■ Assignment ■
Return the records as they stand. No picture is to be included.

★ ★ ★ ★

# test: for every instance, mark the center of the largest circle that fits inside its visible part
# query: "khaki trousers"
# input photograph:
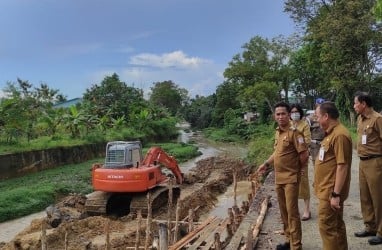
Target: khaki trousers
(370, 186)
(332, 226)
(287, 195)
(304, 189)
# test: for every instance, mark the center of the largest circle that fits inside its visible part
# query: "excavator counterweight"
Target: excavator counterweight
(121, 184)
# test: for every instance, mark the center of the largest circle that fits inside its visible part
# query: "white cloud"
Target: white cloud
(198, 76)
(176, 59)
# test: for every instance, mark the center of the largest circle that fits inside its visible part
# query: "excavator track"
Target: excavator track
(158, 196)
(96, 202)
(120, 204)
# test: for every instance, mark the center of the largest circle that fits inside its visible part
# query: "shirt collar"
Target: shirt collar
(368, 113)
(332, 125)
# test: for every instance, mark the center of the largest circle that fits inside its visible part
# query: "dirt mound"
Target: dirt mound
(76, 231)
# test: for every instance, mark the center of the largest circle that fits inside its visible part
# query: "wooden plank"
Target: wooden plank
(203, 235)
(220, 230)
(190, 236)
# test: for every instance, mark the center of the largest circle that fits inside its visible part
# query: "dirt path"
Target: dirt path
(9, 230)
(270, 235)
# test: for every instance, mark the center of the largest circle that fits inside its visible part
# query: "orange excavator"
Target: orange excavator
(121, 184)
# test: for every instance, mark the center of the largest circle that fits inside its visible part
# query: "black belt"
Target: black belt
(364, 158)
(318, 142)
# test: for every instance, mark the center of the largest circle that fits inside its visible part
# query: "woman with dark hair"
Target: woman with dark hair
(301, 125)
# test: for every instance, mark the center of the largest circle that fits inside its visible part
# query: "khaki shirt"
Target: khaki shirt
(303, 127)
(288, 146)
(371, 126)
(337, 146)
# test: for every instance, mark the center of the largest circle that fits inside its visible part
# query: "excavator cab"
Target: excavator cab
(120, 154)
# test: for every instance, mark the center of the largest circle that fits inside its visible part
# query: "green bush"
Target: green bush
(34, 192)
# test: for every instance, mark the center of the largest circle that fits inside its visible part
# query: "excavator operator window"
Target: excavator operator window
(116, 156)
(136, 156)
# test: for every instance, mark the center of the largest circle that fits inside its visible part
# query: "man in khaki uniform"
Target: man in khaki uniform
(369, 149)
(290, 155)
(332, 177)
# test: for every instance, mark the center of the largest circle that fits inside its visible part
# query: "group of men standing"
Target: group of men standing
(332, 172)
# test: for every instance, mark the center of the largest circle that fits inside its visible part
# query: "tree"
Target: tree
(348, 40)
(308, 75)
(199, 111)
(113, 98)
(168, 95)
(23, 106)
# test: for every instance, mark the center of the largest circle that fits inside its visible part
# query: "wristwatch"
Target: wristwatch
(335, 195)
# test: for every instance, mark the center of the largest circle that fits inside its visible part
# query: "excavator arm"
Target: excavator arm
(157, 155)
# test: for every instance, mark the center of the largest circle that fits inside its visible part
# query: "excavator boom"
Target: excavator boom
(156, 154)
(123, 181)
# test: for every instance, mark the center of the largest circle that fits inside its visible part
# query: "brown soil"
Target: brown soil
(210, 177)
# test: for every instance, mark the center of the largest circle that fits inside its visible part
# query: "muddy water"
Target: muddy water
(9, 229)
(227, 200)
(209, 149)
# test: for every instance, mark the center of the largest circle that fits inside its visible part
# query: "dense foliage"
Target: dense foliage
(24, 195)
(336, 52)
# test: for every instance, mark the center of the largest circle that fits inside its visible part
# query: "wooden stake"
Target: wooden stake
(66, 243)
(177, 212)
(107, 233)
(148, 225)
(170, 196)
(163, 237)
(260, 219)
(43, 235)
(218, 244)
(190, 220)
(234, 187)
(139, 223)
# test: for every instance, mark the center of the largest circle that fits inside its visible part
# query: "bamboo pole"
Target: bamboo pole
(163, 237)
(149, 218)
(138, 236)
(107, 233)
(66, 243)
(170, 196)
(218, 244)
(43, 235)
(190, 220)
(234, 174)
(232, 226)
(177, 214)
(190, 236)
(260, 219)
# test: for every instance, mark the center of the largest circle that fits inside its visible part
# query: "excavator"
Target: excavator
(121, 184)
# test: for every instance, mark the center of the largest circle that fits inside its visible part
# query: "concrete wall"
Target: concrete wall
(14, 165)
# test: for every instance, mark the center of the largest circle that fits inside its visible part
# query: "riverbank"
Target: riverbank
(271, 231)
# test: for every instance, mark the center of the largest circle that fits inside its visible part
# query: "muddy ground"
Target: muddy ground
(209, 178)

★ ★ ★ ★

■ Your response ■
# test: for every instance, mark the center of the largest circle that fits inside its visible part
# query: "khaki trousers"
# input photograph:
Target: khaki trousers
(370, 186)
(332, 226)
(287, 195)
(304, 189)
# test: for every instance, mark the center of the largest circle that fits inside its visible part
# query: "excavator counterweight"
Target: excavator counterweight
(121, 184)
# test: for every instance, mark the center of the largest circle that fits inside its visible part
# query: "white cloud"
Target: white cloud
(198, 76)
(176, 59)
# test: for every instance, mark the center of the largest circle that fits inside its visible part
# query: "excavator track"
Target: excavator track
(158, 196)
(96, 202)
(120, 204)
# test: for every instance, mark the center of the largest circle that fits inside its visible part
# query: "shirt collar"
Target: shirt collar
(368, 113)
(332, 125)
# test: for every instance, mark the center of the largest circle that fits inside its visible part
# query: "dirt mound"
Target: dirt mound
(76, 231)
# test: for every instance, mark the center of the largest circle that fits inside its visible part
# query: "wooden plank"
Target: wooden plank
(203, 235)
(220, 230)
(190, 236)
# test: for every instance, mark the center of the largest circle that fits inside its visible part
# query: "dirt path"
Target: dirt path
(9, 230)
(270, 235)
# test: for every instance, mark the center of the largest circle that fits inside its visible part
# query: "orange excavator"
Target: orange excavator
(121, 184)
# test: for every instance, mark the center of the largest circle that fits inside its visible part
# query: "black belt"
Target: black belt
(364, 158)
(318, 142)
# test: for every instance, mark the center of the largest circle that fits inside its visible part
# query: "woman with dark hair"
Target: woman with dark hair
(301, 125)
# test: for every instance, mark the center of the largest circle that fits inside its visible part
# query: "khaki shirt"
Target: khaki shirt
(303, 127)
(288, 146)
(371, 126)
(337, 146)
# test: for every instance, mark the center of the largest circle that fits inside its visible part
# query: "excavator cab"
Target: excavator cab
(120, 154)
# test: for every instance, mark the center of the largest circle that fits inside its visible part
# query: "green bush"
Target: green bush
(34, 192)
# test: for every instance, mark the center of the largest circle that fits inside its visible part
# query: "excavator operator window"
Target: excavator operator window
(116, 156)
(136, 156)
# test: for every instance, mark the center of the largest circle that fits inside its visible part
# query: "man in khaki uniform"
Target: man in khaki uniform
(369, 149)
(290, 155)
(332, 177)
# test: for every instance, mark the center of the largest circle that fits inside its visible part
# query: "group of men standing"
Target: group of men standing
(332, 172)
# test: for every instance, mark the center of the largest circle that fits inside its visible part
# query: "tree"
Target: tree
(348, 40)
(308, 75)
(199, 111)
(113, 98)
(168, 95)
(23, 106)
# test: for every instance, mark the center of the largest circle that fits inside its visible part
# query: "wristwatch"
Target: wristwatch
(335, 195)
# test: for every instance, mark the center of the largest circle that fits inside its visible part
# query: "excavator arm"
Target: excavator arm
(157, 155)
# test: for every instance, mark the center of the largest circle that fits inside its visible part
# query: "excavator boom"
Target: excavator boom
(156, 154)
(123, 181)
# test: for every instance, mark the center of the largest circle that fits inside its visible part
# query: "brown soil"
Target: brown soil
(210, 177)
# test: for every instance, mark the center of the largest circle that fits inside its visible part
# query: "muddy water"
Target: muddy water
(9, 229)
(227, 200)
(209, 149)
# test: for every instance, mark the center of the largest circle that fits inside its visible part
# query: "dense foliage"
Target: dense foliage
(24, 195)
(336, 52)
# test: for every instance, mark the center of the largest circle that fits inside its visible part
# query: "wooden stake"
Target: wooden stake
(66, 243)
(177, 212)
(107, 233)
(148, 225)
(170, 196)
(163, 237)
(260, 219)
(43, 235)
(218, 244)
(190, 220)
(234, 187)
(139, 223)
# test: for every instance, mark the center of the largest circle that fits inside its visible part
# query: "bamboo pole"
Target: bamboo pole
(163, 237)
(149, 218)
(138, 236)
(107, 233)
(66, 243)
(170, 196)
(218, 244)
(43, 235)
(190, 220)
(234, 174)
(232, 226)
(177, 214)
(190, 236)
(260, 219)
# test: for every instance, mark the center of the largest circle that fits inside its visible part
# query: "excavator"
Target: excavator
(121, 184)
# test: for every instance, mark the center of the largest circle that fits inside its visible part
# query: "concrete wall"
Target: concrete wall
(14, 165)
# test: for every instance, mark the center of the largest circle that fits inside its visible part
# query: "riverbank"
Target: riverbank
(271, 231)
# test: for every instance, mark the center of the largest circle that fits inside its visible part
# query: "muddy ground"
Target: muddy ground
(209, 178)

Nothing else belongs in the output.